Stored entries
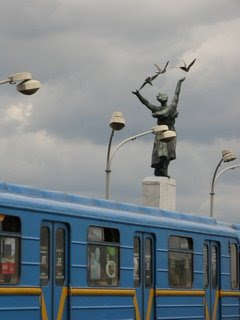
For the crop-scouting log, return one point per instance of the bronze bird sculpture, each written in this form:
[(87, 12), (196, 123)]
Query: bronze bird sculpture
[(161, 70), (149, 80), (187, 68)]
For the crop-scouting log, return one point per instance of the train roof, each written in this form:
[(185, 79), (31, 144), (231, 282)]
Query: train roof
[(19, 196)]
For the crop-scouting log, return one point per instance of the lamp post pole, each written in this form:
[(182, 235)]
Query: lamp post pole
[(108, 171), (227, 156), (117, 123)]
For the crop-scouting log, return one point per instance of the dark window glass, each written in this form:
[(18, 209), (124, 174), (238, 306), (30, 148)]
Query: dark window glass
[(148, 262), (180, 262), (214, 266), (234, 265), (10, 229), (136, 262), (205, 266), (60, 257), (103, 256), (44, 256)]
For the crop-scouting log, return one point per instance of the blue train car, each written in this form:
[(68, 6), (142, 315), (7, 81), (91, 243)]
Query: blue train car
[(64, 257)]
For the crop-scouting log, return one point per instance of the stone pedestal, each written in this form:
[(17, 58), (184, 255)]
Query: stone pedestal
[(159, 192)]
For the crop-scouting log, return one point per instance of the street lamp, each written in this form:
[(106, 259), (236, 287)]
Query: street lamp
[(227, 156), (117, 123), (26, 84), (161, 131)]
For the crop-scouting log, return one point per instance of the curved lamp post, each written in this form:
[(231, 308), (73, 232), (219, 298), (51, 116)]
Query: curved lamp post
[(117, 123), (163, 134), (26, 84), (227, 156)]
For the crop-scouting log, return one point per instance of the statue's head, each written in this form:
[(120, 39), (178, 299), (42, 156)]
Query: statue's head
[(162, 97)]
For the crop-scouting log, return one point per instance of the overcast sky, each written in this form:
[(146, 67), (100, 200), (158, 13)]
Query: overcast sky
[(89, 56)]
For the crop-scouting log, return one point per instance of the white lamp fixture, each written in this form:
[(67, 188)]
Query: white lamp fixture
[(26, 86)]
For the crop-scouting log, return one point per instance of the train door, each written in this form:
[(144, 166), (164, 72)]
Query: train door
[(144, 275), (54, 270), (211, 279)]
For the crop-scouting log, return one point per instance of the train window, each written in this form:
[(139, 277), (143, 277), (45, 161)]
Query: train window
[(148, 262), (205, 266), (136, 262), (60, 257), (180, 262), (10, 231), (234, 265), (44, 256), (103, 256)]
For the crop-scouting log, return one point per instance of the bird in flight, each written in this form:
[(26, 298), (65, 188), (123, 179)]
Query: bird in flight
[(161, 70), (148, 80), (187, 68)]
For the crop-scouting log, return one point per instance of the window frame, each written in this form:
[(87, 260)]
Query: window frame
[(179, 250), (101, 244), (16, 236), (231, 244)]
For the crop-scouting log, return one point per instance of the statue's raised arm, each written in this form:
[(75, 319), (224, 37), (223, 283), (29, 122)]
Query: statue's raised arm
[(177, 93), (144, 101)]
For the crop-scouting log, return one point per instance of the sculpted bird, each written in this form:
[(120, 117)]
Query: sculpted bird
[(187, 68), (149, 80), (161, 70)]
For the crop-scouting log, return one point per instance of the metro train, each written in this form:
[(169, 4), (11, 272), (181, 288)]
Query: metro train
[(63, 256)]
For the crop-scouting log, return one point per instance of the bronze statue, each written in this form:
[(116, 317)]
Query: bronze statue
[(163, 152)]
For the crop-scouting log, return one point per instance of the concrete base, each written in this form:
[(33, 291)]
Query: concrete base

WHAT THIS TASK INVOLVES
Above are the records; print them all exactly and keep the pictures out.

SOLUTION
For the crop-scouting log, return one point per instance of the bronze bird sculpture, each written in this form:
[(87, 12), (196, 123)]
Query: bronze bird sculpture
[(161, 70), (149, 80), (187, 68)]
For the crop-scouting log, return one point per instance of the train roof, each written in this form:
[(185, 79), (31, 144), (231, 282)]
Query: train roof
[(19, 196)]
For the crop-scouting log, return one point per instance of the lamp post pole, each written in this form:
[(182, 235)]
Query: lamp post pole
[(108, 171), (227, 156), (117, 123)]
For the crop-scouting log, return one point per instance of the dark window glass, each written in this form:
[(18, 209), (124, 174), (238, 306), (30, 148)]
Query: dark window glass
[(148, 262), (180, 262), (214, 266), (234, 265), (10, 229), (136, 262), (205, 266), (60, 257), (103, 256), (44, 256)]
For the crop-scouting log, return one point per instance of the blue train car, each written in this form:
[(68, 6), (142, 315), (7, 81), (91, 243)]
Query: blue train car
[(64, 257)]
For the crop-scouting log, return one point per instance of the stone pedestal, each written in this form:
[(17, 58), (184, 255)]
Query: stone pedestal
[(159, 192)]
For the crop-scouting log, return one point per instance of the street lamp, each written in this form:
[(106, 259), (236, 287)]
Query: street lamp
[(227, 156), (117, 123), (26, 84), (161, 131)]
For the crop-scouting log, return one point per instance of the curved lamp post, each written in this form:
[(231, 308), (73, 232), (219, 298), (51, 116)]
Query: curved lamp post
[(117, 123), (163, 134), (26, 84), (227, 156)]
For the crop-scouting log, return one point per instance of the statue's head, each written in this form:
[(120, 39), (178, 299), (42, 156)]
Query: statue's head
[(162, 97)]
For the crop-scouting log, return one point per instance of the overcast sky, each written in this form:
[(146, 67), (100, 200), (158, 13)]
Query: overcast sky
[(89, 56)]
For the crop-scouting log, return one point per instance of the white lamp fixture, each written in this form:
[(67, 188)]
Query: white lamp fixture
[(26, 86)]
For the crop-scouting log, return one point per instance of the train door, each written in this form:
[(144, 166), (164, 72)]
Query: train door
[(144, 275), (54, 270), (211, 279)]
For the crop-scouting log, return one point per instance of the train window, each written in this form:
[(139, 277), (143, 277), (45, 161)]
Query: train window
[(148, 262), (205, 266), (136, 262), (60, 257), (180, 262), (10, 231), (234, 265), (44, 256), (103, 256)]
For the crop-scouting log, return one point per instance of the bird in flight, each written in this form:
[(26, 298), (65, 188), (123, 179)]
Query: bird in flight
[(161, 70), (148, 80), (187, 68)]
For the crop-scouting log, return one point per instance of the window frame, each written in this form:
[(87, 260)]
Query: window frame
[(179, 250), (101, 244), (16, 236), (231, 244)]
For the crop-scouting log, return one point per instance of the statue's raised arm, each written in this form:
[(75, 319), (224, 37), (223, 283), (29, 122)]
Query: statue's raised arm
[(177, 93), (144, 101)]
For the crop-scouting log, return one point per instance of the sculpted bird, each written in this form:
[(120, 117)]
Query: sculpted bird
[(187, 68), (149, 80), (161, 70)]
For the crop-scouting log, return one point per instance of the metro train, each written in this form:
[(169, 4), (11, 272), (181, 288)]
Query: metro train
[(63, 256)]
For the crop-scouting log, return one point per instance of the bronze statue, each written in this form:
[(116, 317)]
Query: bronze statue
[(163, 152)]
For the crop-scouting log, return one point per instance of the concrete base, each written in this form:
[(33, 291)]
Query: concrete base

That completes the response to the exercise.